=== Recorded information ===
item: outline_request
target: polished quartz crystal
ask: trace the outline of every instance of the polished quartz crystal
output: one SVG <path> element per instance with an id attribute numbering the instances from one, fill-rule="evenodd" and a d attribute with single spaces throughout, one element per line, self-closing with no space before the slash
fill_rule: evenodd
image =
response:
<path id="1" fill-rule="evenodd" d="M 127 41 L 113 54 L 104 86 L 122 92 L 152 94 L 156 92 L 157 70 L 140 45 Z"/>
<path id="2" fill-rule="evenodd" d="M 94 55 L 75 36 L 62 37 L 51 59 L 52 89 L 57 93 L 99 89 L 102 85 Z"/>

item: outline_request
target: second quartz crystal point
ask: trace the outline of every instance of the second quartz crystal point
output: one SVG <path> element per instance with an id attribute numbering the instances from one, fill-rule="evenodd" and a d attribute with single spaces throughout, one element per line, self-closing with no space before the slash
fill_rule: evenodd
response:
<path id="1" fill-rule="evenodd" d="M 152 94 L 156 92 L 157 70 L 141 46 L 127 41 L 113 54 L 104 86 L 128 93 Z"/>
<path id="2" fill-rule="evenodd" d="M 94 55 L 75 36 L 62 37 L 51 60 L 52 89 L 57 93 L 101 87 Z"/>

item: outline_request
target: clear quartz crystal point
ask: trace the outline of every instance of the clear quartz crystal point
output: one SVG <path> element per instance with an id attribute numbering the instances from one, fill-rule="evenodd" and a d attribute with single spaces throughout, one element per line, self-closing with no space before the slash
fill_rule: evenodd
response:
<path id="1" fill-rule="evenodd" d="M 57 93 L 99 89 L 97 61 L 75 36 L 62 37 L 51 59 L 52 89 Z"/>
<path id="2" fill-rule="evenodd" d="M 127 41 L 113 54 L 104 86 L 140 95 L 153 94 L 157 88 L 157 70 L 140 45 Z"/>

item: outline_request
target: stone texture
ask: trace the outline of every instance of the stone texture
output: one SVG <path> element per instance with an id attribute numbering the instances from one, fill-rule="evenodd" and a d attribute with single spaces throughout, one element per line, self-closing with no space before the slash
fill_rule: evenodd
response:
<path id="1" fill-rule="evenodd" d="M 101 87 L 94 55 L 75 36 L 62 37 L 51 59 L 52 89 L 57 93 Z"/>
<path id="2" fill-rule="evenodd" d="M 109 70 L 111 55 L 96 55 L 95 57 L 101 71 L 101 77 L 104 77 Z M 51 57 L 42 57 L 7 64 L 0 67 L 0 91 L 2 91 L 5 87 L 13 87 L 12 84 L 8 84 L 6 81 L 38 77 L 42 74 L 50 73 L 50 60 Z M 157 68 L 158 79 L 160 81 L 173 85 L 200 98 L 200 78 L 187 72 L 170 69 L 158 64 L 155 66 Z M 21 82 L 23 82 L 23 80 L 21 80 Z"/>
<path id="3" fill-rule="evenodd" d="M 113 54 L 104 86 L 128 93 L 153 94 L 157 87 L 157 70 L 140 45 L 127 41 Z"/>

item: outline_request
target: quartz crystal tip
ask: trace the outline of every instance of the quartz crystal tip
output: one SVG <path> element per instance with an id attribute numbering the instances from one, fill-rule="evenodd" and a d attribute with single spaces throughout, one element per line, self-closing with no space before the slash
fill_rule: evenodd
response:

=== Exercise brief ===
Extract the whole listing, character for character.

=== Problem solution ===
item: outline_request
target: polished quartz crystal
ask: trace the outline of every instance of the polished quartz crystal
output: one SVG <path> element per instance with an id attribute numbering the instances from one, fill-rule="evenodd" and a d attribute with single spaces throughout, one element per line, self-closing with no space before the slash
fill_rule: evenodd
image =
response:
<path id="1" fill-rule="evenodd" d="M 127 41 L 113 54 L 104 86 L 122 92 L 152 94 L 156 92 L 157 70 L 140 45 Z"/>
<path id="2" fill-rule="evenodd" d="M 94 55 L 75 36 L 62 37 L 51 59 L 52 89 L 57 93 L 99 89 L 102 85 Z"/>

item: outline_request
target: second quartz crystal point
ask: trace the outline of every instance of the second quartz crystal point
output: one SVG <path> element per instance with an id attribute numbering the instances from one, fill-rule="evenodd" and a d attribute with single spaces throughout, one element per line, self-closing with no space before the slash
fill_rule: evenodd
response:
<path id="1" fill-rule="evenodd" d="M 152 94 L 156 92 L 157 70 L 141 46 L 127 41 L 113 54 L 104 86 L 128 93 Z"/>
<path id="2" fill-rule="evenodd" d="M 94 55 L 75 36 L 62 37 L 51 60 L 52 89 L 57 93 L 101 87 Z"/>

item: outline_request
target: clear quartz crystal point
ask: trace the outline of every instance of the clear quartz crystal point
output: one SVG <path> element per instance with an id attribute numbering the instances from one, fill-rule="evenodd" and a d attribute with single spaces throughout, one element per line, self-closing with no space before the slash
fill_rule: evenodd
response:
<path id="1" fill-rule="evenodd" d="M 57 93 L 99 89 L 97 61 L 75 36 L 62 37 L 51 59 L 52 89 Z"/>
<path id="2" fill-rule="evenodd" d="M 127 41 L 113 54 L 104 86 L 140 95 L 153 94 L 157 88 L 157 70 L 140 45 Z"/>

item: outline_request
target: stone texture
ask: trace the outline of every instance of the stone texture
output: one SVG <path> element per instance with an id attribute numbering the instances from one, fill-rule="evenodd" and a d attribute with single spaces throughout, one element per line, self-closing with no space before the slash
fill_rule: evenodd
response:
<path id="1" fill-rule="evenodd" d="M 101 87 L 94 55 L 75 36 L 62 37 L 51 59 L 52 89 L 57 93 Z"/>
<path id="2" fill-rule="evenodd" d="M 109 70 L 111 55 L 96 55 L 95 57 L 101 71 L 101 77 L 104 77 Z M 51 57 L 42 57 L 7 64 L 0 67 L 0 91 L 2 91 L 5 87 L 13 87 L 12 84 L 8 84 L 6 81 L 38 77 L 42 74 L 50 73 L 50 60 Z M 157 68 L 158 79 L 160 81 L 173 85 L 200 98 L 200 78 L 187 72 L 170 69 L 158 64 L 155 66 Z M 21 82 L 23 82 L 23 80 L 21 80 Z"/>
<path id="3" fill-rule="evenodd" d="M 113 54 L 104 86 L 128 93 L 153 94 L 157 87 L 157 70 L 140 45 L 127 41 Z"/>

item: outline_request
target: quartz crystal tip
ask: trace the outline of every instance of the quartz crystal tip
output: one SVG <path> element per instance with an id attribute numbering the instances from one, fill-rule="evenodd" and a d attribute with single spaces throughout, one element per line, self-closing with no space before the slash
fill_rule: evenodd
response:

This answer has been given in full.